## The task
Copy the records from the line with "Note: point out the carved" to the line with "point(1257, 704)", both lines included, and offset every coordinate in the answers by -5.

── Entries supplied

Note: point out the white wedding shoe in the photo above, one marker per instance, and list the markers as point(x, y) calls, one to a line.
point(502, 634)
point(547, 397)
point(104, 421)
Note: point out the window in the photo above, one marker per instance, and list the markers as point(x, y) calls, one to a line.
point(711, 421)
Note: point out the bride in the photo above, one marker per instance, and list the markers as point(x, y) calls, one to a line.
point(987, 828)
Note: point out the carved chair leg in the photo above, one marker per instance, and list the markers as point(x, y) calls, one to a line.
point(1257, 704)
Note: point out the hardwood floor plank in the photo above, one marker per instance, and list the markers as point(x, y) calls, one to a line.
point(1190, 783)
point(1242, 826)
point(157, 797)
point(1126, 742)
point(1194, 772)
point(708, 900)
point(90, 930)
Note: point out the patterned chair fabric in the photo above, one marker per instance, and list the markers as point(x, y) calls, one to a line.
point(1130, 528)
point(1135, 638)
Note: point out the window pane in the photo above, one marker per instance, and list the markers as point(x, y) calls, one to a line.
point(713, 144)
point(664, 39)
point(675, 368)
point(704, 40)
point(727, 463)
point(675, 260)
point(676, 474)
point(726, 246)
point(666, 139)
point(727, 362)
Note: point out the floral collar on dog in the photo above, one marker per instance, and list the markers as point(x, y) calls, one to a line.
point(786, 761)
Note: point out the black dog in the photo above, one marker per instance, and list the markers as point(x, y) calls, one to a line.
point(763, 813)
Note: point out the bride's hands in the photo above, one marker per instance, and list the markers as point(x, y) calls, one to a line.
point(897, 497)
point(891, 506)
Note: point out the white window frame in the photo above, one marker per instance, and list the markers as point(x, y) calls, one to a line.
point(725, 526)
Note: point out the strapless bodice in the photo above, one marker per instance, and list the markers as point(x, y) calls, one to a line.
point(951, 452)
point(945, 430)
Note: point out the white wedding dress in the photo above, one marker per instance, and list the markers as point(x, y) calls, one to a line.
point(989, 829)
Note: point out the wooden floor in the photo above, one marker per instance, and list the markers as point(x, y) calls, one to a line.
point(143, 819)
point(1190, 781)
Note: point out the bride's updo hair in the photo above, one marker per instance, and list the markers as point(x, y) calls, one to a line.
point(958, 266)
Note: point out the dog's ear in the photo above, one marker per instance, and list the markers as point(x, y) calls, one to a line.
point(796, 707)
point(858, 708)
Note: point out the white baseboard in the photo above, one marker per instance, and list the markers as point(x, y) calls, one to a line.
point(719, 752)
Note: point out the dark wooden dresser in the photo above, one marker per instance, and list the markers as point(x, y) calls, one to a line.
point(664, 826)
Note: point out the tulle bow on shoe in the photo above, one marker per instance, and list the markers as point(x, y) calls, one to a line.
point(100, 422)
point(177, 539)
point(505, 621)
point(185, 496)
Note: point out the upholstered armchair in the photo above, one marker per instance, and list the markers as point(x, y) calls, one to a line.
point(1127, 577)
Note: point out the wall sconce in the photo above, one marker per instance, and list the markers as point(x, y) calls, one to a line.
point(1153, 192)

────

## Task answer
Note: point out the carved chair leg in the photo above, one marker per instance, and list the markers as point(x, y) calls, one to a line.
point(1252, 699)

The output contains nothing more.